• **EXERCISE AIM**:
Could you copy, word for word, only the lines from the one containing "Objective — for every instance of the front door" through the last line of the records below, both included?

• **PROVIDED DATA**:
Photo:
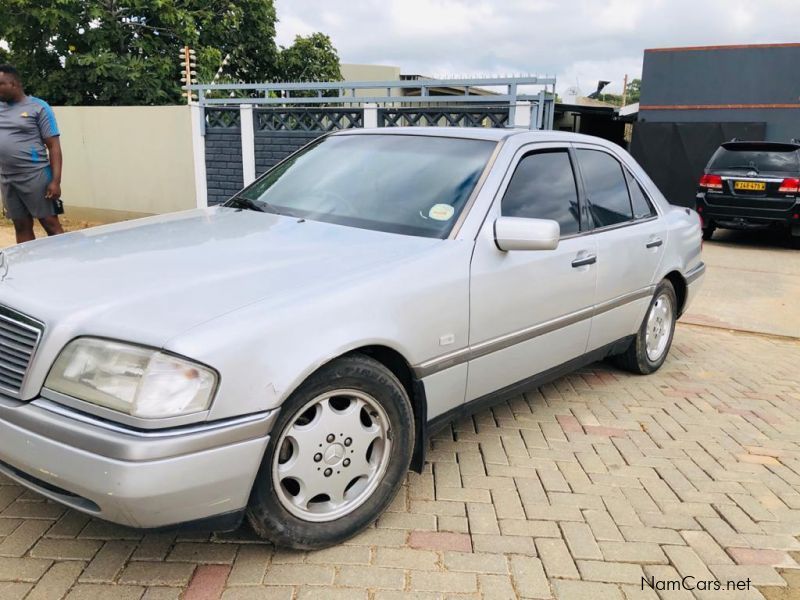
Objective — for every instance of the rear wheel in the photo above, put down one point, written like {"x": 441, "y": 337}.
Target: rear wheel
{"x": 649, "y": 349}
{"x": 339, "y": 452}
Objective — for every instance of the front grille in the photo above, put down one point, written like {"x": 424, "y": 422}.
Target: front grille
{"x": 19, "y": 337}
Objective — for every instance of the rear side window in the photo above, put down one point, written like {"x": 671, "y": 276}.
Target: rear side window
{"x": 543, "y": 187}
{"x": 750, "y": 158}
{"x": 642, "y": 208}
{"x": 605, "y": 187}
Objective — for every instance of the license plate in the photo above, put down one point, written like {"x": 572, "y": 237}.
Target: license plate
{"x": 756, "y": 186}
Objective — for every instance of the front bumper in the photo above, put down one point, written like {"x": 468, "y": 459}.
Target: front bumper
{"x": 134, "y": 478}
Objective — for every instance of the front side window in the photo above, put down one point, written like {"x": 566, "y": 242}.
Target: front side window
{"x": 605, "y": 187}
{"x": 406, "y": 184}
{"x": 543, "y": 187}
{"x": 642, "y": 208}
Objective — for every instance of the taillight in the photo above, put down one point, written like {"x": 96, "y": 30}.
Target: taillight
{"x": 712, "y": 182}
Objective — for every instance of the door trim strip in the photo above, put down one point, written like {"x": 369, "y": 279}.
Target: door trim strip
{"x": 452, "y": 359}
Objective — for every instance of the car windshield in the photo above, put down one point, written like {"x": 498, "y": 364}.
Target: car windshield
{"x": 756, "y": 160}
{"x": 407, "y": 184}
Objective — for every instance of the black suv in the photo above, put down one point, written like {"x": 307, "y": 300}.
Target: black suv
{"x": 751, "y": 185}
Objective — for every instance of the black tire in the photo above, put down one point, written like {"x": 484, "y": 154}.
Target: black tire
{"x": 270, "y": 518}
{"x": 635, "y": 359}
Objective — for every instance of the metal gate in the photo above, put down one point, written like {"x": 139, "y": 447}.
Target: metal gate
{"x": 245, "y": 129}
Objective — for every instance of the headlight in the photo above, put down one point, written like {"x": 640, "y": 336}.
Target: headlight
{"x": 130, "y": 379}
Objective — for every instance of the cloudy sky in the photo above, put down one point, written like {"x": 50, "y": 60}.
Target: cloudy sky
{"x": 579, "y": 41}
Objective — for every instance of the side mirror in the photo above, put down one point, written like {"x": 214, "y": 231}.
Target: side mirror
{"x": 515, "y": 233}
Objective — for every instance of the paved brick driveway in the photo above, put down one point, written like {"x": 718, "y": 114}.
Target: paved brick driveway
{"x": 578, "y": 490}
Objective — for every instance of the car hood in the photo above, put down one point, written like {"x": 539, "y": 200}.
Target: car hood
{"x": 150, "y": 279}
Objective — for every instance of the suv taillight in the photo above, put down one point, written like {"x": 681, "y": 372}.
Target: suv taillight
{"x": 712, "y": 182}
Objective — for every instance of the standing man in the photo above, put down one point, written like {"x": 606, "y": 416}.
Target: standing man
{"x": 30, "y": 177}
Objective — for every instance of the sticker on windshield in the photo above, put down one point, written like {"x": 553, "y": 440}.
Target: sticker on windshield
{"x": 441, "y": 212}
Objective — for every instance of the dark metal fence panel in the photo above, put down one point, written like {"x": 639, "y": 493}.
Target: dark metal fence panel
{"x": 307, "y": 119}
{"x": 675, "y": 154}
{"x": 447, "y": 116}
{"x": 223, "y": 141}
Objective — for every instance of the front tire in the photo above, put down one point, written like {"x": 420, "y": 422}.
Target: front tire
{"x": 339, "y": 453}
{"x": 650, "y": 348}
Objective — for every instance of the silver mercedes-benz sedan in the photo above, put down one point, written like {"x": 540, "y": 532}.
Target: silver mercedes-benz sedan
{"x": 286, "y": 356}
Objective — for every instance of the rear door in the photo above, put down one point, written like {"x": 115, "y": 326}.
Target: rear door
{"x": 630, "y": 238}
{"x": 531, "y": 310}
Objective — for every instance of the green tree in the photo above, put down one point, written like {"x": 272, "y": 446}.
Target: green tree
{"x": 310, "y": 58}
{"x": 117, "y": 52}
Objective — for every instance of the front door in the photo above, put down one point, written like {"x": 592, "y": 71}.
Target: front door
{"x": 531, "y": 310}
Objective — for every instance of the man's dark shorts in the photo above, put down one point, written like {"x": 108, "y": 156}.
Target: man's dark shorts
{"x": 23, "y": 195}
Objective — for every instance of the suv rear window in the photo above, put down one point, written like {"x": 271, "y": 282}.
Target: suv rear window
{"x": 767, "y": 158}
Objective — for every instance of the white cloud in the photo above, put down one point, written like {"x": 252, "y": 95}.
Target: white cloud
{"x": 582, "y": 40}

• **ANSWER TO THIS TASK**:
Objective — for every instance of the front door in the photo above, put down one point, written like {"x": 592, "y": 71}.
Target: front door
{"x": 531, "y": 310}
Objective — for every instance of the man's dark shorts in the photo above, put down one point, written like {"x": 108, "y": 156}.
Target: man's dark shorts
{"x": 23, "y": 195}
Objective — for every instance of the suv rear window in the photo above, put down one point, written like {"x": 271, "y": 282}.
Target: suv rear window
{"x": 767, "y": 158}
Objective — for every instance of the white cloud in the photo above, put down one point, written like {"x": 252, "y": 95}.
Target: white cloud
{"x": 582, "y": 40}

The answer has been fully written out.